**RECORD SET**
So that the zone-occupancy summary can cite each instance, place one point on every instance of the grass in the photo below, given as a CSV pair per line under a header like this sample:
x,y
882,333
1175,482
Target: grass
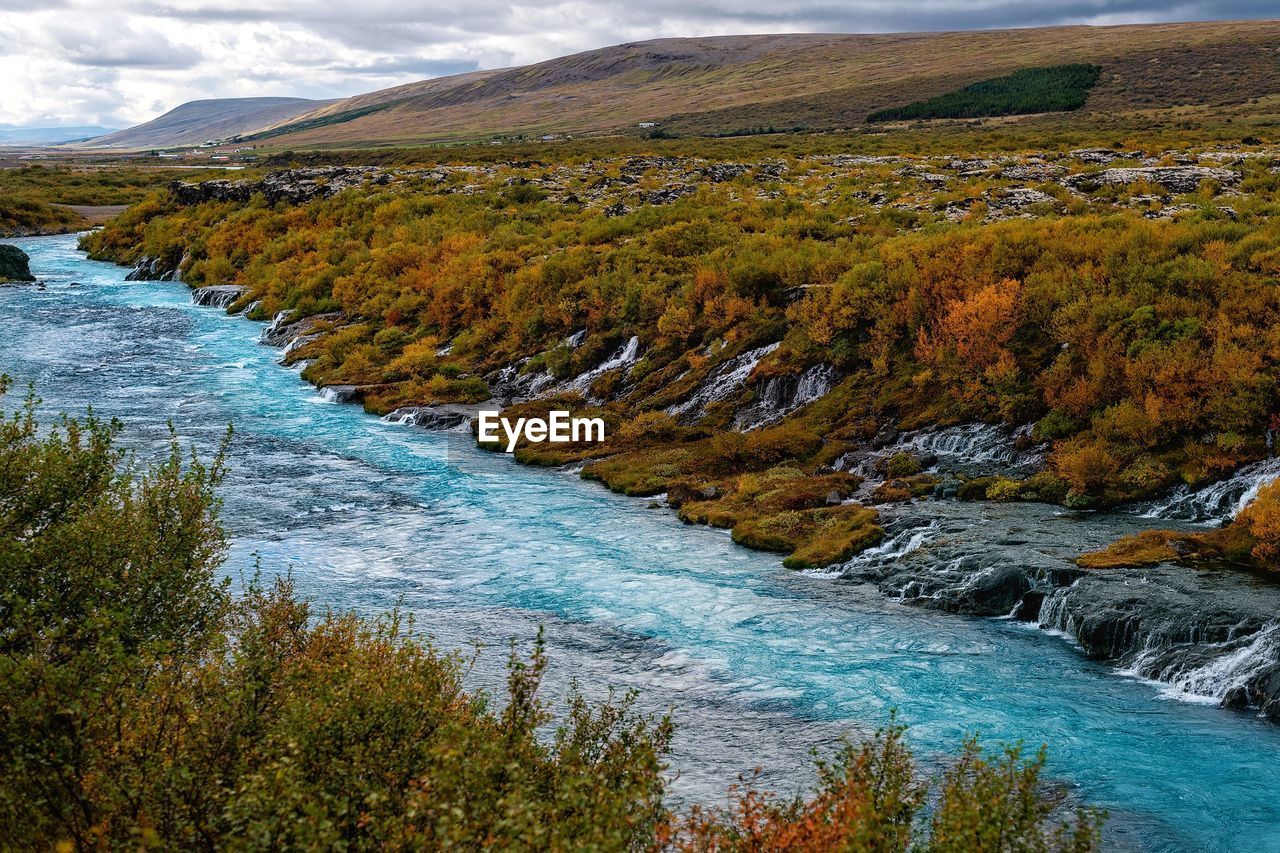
x,y
816,82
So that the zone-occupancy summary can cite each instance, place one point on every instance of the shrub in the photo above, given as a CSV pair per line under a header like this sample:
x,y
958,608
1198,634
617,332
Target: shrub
x,y
1032,90
1262,519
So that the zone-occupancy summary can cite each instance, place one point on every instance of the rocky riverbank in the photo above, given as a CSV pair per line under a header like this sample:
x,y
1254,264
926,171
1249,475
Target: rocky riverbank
x,y
1203,633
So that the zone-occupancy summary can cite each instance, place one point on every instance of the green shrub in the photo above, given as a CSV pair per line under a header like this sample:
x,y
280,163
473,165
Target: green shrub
x,y
1031,90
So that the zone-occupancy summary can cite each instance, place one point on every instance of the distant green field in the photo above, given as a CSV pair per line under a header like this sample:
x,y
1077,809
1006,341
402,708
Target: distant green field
x,y
1032,90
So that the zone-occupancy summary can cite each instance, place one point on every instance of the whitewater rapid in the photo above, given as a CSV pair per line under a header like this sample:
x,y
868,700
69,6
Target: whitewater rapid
x,y
757,662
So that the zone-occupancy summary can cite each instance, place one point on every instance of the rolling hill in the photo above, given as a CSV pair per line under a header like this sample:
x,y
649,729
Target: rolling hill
x,y
197,122
745,83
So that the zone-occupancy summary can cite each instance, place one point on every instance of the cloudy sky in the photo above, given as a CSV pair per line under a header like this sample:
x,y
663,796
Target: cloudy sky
x,y
122,62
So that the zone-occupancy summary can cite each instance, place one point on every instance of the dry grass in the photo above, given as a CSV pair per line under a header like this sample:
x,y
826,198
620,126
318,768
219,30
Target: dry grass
x,y
817,82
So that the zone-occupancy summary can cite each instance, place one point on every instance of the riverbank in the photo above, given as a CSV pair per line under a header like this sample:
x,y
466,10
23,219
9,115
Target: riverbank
x,y
760,662
1203,634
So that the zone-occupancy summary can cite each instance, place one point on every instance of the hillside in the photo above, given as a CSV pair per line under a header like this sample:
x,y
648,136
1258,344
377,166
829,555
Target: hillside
x,y
734,83
196,122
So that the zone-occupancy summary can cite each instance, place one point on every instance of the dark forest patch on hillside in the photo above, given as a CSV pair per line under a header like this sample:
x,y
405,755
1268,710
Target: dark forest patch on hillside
x,y
1054,89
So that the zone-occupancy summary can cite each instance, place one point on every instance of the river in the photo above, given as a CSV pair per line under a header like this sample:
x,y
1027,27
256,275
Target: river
x,y
757,662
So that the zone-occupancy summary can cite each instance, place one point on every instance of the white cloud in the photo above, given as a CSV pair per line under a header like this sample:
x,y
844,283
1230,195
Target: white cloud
x,y
123,62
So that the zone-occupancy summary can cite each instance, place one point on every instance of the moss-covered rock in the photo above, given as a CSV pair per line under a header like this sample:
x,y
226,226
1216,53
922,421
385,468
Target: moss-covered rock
x,y
14,264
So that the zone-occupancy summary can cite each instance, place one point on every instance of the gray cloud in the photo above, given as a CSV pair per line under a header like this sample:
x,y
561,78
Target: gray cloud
x,y
149,55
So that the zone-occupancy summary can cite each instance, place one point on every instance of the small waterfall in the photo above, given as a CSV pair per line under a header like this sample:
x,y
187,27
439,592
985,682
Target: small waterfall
x,y
216,295
972,443
887,552
338,393
784,395
626,356
508,382
972,448
1224,673
1054,615
301,341
1219,501
723,382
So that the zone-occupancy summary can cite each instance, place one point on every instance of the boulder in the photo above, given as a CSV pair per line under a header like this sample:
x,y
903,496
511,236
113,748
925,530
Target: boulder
x,y
216,295
14,265
1173,178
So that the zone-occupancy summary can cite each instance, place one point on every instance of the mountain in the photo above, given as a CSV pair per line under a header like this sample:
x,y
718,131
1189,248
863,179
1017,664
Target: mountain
x,y
197,122
16,135
734,83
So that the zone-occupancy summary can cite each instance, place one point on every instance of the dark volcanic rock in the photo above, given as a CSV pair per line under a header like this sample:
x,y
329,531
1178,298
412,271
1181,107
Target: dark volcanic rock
x,y
14,265
289,333
216,295
152,269
447,416
1205,632
1173,178
292,186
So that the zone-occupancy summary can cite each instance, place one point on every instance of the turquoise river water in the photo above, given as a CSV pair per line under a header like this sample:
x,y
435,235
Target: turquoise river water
x,y
757,662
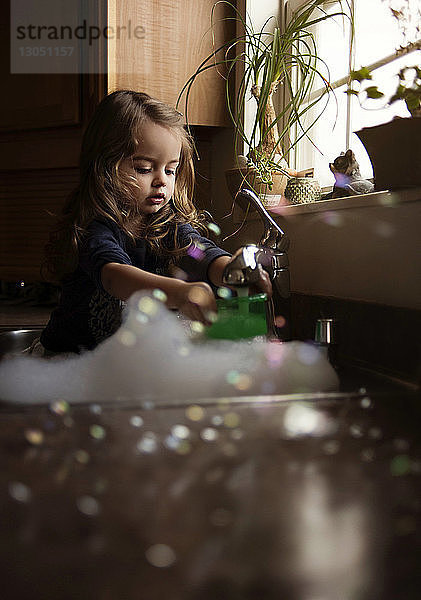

**PROBLEM**
Repeat the stretch of the records from the line containing "of the moss-covered" through the end of the records, both ends included, word for word. Leave the pictures out.

**ANSWER FOR THIS EXERCISE**
So that the zone-occupancy summary can cite each instance, place one point on every instance of the moss-covered rock in the photo above, given as a CSV pair per line under a header like this sample:
x,y
226,226
1216,53
922,421
385,468
Target: moss-covered rock
x,y
14,264
So that the zone-occupancy summary can cite each instance, place one point on every instance of the gray cloud in the photo above, given as a CSV pair per line under a header like this sample:
x,y
561,78
Target: gray cloud
x,y
149,55
So that the zone-occupancy summary can cite each instance, place one point on every instance of the small waterfall in the photo above, given as a CSV pair per line under a header like this sample:
x,y
187,27
439,592
985,682
Target: small waterfall
x,y
216,295
972,443
887,552
338,393
784,395
626,356
508,382
972,448
1224,673
1054,615
301,341
1219,501
723,382
So that the zone-occupancy summary can cite each instance, place one point on every instance of the boulder in the photo above, given as a CSV pair per line under a header like this sample:
x,y
903,496
511,236
113,748
925,530
Target: boulder
x,y
216,295
14,265
1173,178
So that the zone-occupancy summary can cite each instance, place one point on every instance of the mountain in the photo above, given as a CSV pair per line under a header like this sample:
x,y
718,131
1189,248
863,179
1017,664
Target: mountain
x,y
197,122
16,135
734,83
So that the zone-occupancy summary can cite each instance, place one point on every instance of the dark volcanic rock in the photo above, given as a CSV pair per line under a header like this sample:
x,y
329,531
1178,298
412,271
1181,107
Target: dark volcanic rock
x,y
14,265
289,333
216,295
152,269
447,416
1205,632
1173,178
292,186
So that the zone-occupancy summary can cite each instance, place one point on every instance of the turquoise river water in the photo above, given as a CSV pair per line under a header like this sample:
x,y
435,235
Target: turquoise river water
x,y
757,662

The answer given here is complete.